# Upgrade options



## mbwhy (Sep 16, 2008)

Currently have dual LNB supporting a 311 (upstairs) and a 510 (downstairs)

Want ability to watch/record programs at the same time downstairs.

Plan to move 510 upstairs, sell 311. Get a new DVR for downstairs.

Also want to add 3rd TV in office adjacent to downstairs, figure to use a splitter to do so.

Looked at the 625..is it necessary to have both tuners hooked up to take advantage of all of the features.

Other suggestions?

Thanks.


----------



## BobaBird (Mar 31, 2002)

:welcome_s to DBSTalk!

It's more likely you have a Twin (2 LNBs in one housing for 110/119) than a dual (1 LNB for 1 satellite).

You can use a splitter to share the output of a receiver, but the 625 you're considering will, in Dual mode, allow the TV1 and TV2 outputs to operate independently.

All Dish dual-tuner receivers require both satellite inputs to be connected. The easiest way for you would be to use a DishPro Plus Twin on the Dish 500. The 625 could then use the supplied Separator on the existing line (assuming it's RG6) without having to run another line.

Log into your account at dishnetwork.com to see the terms available to you for a DVR upgrade. They will take care of all that for you for much less than buying.

*****

* Directives *
A) In the satellite receiver upgrade thread, what do all Dish dual-tuner receivers require?
B) Continue the satellite receiver upgrade thread from its last sentence.

* Raw data *
*****

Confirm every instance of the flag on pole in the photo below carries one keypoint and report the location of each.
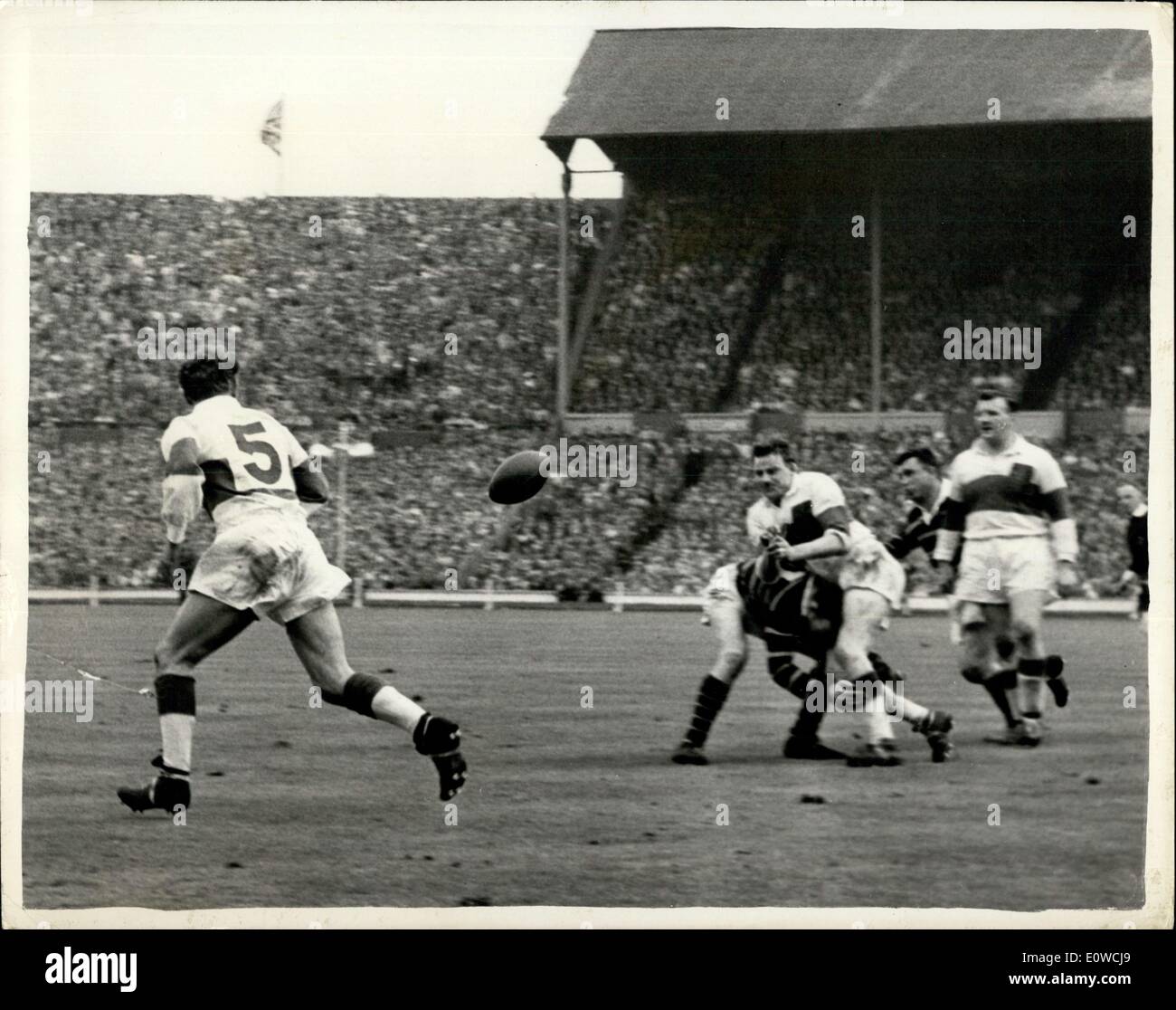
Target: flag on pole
(271, 131)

*****

* Answers to the exercises *
A) Both satellite inputs must be connected.

B)
----------



## mbwhy (Sep 16, 2008)

Thanks for the quick response. LNB Model is: Dual LNB Model No. ZKF-G52N

Cost of the 625 and the VIP 222 HDTV are close.

Wouldn't it make sense to get the latter? Get rid of the 311 and 510?

Due to location can only access 119.

Thanks



mbwhy said:


> Currently have dual LNB supporting a 311 (upstairs) and a 510 (downstairs)
> 
> Want ability to watch/record programs at the same time downstairs.
> 
> ...


----------



## BobaBird (Mar 31, 2002)

The ViP222 is not a DVR. The 625 can replace both the 510 and 301, saving you an additional receiver fee (assuming a phone line is connected) while adding full DVR features to the TV that now has the 301.

The ViP622/722 is a 2-room DVR that can record 3 HD channels (2 sat, 1 OTA) and deliver HDTV to TV1 and down-convert to SD for TV2.

You'll need to figure out your LOS issue if you want to make that upgrade. 
Several HDTV channels come from 110° with the rest coming from either 61.5° or 129°. New customers in the Dallas area (don't know where in TX you are) can get the Dish 1000.4 for 61.5°-72.7°-77° but you would have to retire both current receivers if you want to wait for that to be available to you.


----------



## amahdi (Sep 30, 2002)

BobaBird said:


> The ViP222 is not a DVR. The 625 can replace both the 510 and 301, saving you an additional receiver fee (assuming a phone line is connected) while adding full DVR features to the TV that now has the 301.
> 
> The ViP622/722 is a 2-room DVR that can record 3 HD channels (2 sat, 1 OTA) and deliver HDTV to TV1 and down-convert to SD for TV2.
> 
> ...


I am in the same boat as well. I need to upgrade my 501 to a 625. I am thinking of buying it from EBAY and then installing it - however Dish said I could call them up and they would schedule a free install. Had a few questions...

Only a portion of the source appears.